- **Requirements**: Carry the news article about the bitcoin-funded assassination market forward from its last sentence.

- **Reading passage**:
- - - - - - -

There's an Online Market for the Assassination of Barack Obama and Others Using Bitcoins as Payment

"...as soon as a few politicians gets offed and they realize they’ve lost the war on privacy..."

There exists an online hit list of sorts featuring the names of prominent government officials that allows people to contribute bitcoins to the price on a target's head. Whoever guesses the correct date of death then gets the bitcoin bounty.

The disturbing "Assassination Market" was tipped to Forbes writer Andy Greenberg in an encrypted email from someone going by Kuwabatake Sanjuro, a self-proclaimed "crypto-anarchist" and creator of the site.

Although the feds shut down the so-called "Silk Road" -- a marketplace where the digital currency bitcoin was used to purchase drugs and hitmen, among other nefarious activities -- it seems that other anonymous networks are continuing criminal activity with the exchange of bitcoins. The Assassination Market is one of them.

There are currently only six people on the list with relatively small prices on their heads: Federal Reserve Chairman Ben Bernanke, one of the names, currently has a pool size worth 124.14 bitcoins, or approximately $81,573.64.

assassination market list The current assassination market list. (Image source: Assassination Market)

Registered users of the Assassination Market can contribute bitcoins to a pool for a specific person. In doing so, they make a prediction for when the person will die. If they are correct, they can collect the bitcoins.

"If this is the only prediction, the money is paid instantly. If there are multiple, allow one month for other predictors to state their claim. Payout is manual and may take a while. When a new prediction gets claimed the month restarts if there are more of them. I take 1 percent of the pool for my trouble," the website's creator stated on the market's information page.

Here's more from Greenberg's exchange with the founder of the Assassination Market:

Sanjuro’s grisly ambitions go beyond raising the funds to bankroll a few political killings. He believes that if Assassination Market can persist and gain enough users, it will eventually enable the assassinations of enough politicians that no one would dare to hold office. He says he intends Assassination Market to destroy “all governments, everywhere.”

“I believe it will change the world for the better,” writes Sanjuro, who shares his handle with the nameless samurai protagonist in the Akira Kurosawa film “Yojimbo.” (He tells me he chose it in homage to creator of the online black market Silk Road, who called himself the Dread Pirate Roberts, as well Bitcoin inventor Satoshi Nakamoto.) "Thanks to this system, a world without wars, dragnet panopticon-style surveillance, nuclear weapons, armies, repression, money manipulation, and limits to trade is firmly within our grasp for but a few bitcoins per person. I also believe that as soon as a few politicians gets offed and they realize they’ve lost the war on privacy, the killings can stop and we can transition to a phase of peace, privacy and laissez-faire."

- - - - - - -

(Dataset items)
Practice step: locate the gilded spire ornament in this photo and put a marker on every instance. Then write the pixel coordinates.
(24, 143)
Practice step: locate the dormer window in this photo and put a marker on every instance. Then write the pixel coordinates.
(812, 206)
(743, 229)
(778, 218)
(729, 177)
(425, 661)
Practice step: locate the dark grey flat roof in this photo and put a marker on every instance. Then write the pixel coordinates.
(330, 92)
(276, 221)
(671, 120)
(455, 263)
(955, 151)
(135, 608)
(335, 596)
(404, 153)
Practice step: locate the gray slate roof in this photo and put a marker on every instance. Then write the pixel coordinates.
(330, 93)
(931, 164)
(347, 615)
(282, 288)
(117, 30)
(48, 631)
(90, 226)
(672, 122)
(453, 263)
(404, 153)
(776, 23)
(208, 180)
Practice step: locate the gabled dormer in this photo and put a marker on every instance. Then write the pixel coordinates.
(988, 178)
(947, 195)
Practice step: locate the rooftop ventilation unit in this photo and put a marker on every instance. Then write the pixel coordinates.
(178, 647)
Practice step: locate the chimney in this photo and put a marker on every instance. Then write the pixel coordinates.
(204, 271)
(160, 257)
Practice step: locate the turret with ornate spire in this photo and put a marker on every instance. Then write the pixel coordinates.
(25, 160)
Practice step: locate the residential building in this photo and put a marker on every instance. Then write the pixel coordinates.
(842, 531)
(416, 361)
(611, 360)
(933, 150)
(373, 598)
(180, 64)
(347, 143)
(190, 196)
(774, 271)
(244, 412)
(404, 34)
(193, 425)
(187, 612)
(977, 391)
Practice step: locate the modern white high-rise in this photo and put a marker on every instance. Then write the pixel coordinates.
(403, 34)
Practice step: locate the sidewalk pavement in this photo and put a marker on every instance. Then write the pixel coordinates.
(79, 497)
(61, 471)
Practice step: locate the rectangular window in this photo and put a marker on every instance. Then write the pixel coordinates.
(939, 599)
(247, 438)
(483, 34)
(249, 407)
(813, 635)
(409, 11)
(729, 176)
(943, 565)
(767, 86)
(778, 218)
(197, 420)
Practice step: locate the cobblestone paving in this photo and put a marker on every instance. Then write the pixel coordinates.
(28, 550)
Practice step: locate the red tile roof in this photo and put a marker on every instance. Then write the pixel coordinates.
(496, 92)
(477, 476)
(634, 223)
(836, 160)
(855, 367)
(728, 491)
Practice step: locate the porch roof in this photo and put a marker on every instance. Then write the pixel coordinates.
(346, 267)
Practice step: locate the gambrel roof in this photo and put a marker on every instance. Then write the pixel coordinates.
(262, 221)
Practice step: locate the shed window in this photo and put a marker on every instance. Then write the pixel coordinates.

- - - - - - -

- **Task result**:
Sanjuro addressed the morality of a website encouraging assassinations, saying "in most cases," killing is wrong.

"However, as this is an inevitable direction in the technological evolution, I would rather see it in the hands of me than somebody else," he stated on the website. "By providing it cheaply and accurately I hope that more immoral alternatives won't be profitable or trusted enough. This should primarily be a tool for retribution. When someone uses the law against you and/or infringes upon your negative rights to life, liberty, property, trade or the pursuit of happiness, you may now, in a safe manner from the comfort of your living room, lower their life-expectancy in return."

Anyone can be added to the list, provided there is a "good reason."

"Bad reasons include doctors for performing abortions and Justin Bieber for making annoying music," the website stated. "The person should have wronged someone in some way related to the previous question. Politicians, bureaucrats, regulators and lobbyists are accepted without question."

That said, once a person is on the list, they're on it until they die.

If you're wondering what would even inspire someone to create such a website, Sanjuro said it was his "deep-rooted hate against oppressive regimes" and the revelations about government surveillance programs this past summer.

"Being forced to alter my every happy memory during Internet activity, every intimate moment over the phone with my loved ones, to also include some of the people I hate the most listening in, analyzing the conversation, was the inspiration I needed to embark on this task,” Sanjuro told Forbes. “After about a week of muttering ‘they must all die’ under my breath every time I opened a newspaper or turned on the television, I decided something had to be done. This is my contribution to the cause.”

In light of the data collection by these government programs and the recent arrests of those involved in the Silk Road, is Sanjuro worried about being found out?

Sanjuro told Forbes that in addition to encryption he has other secret "measures in place to prevent the effectiveness of such an arrest."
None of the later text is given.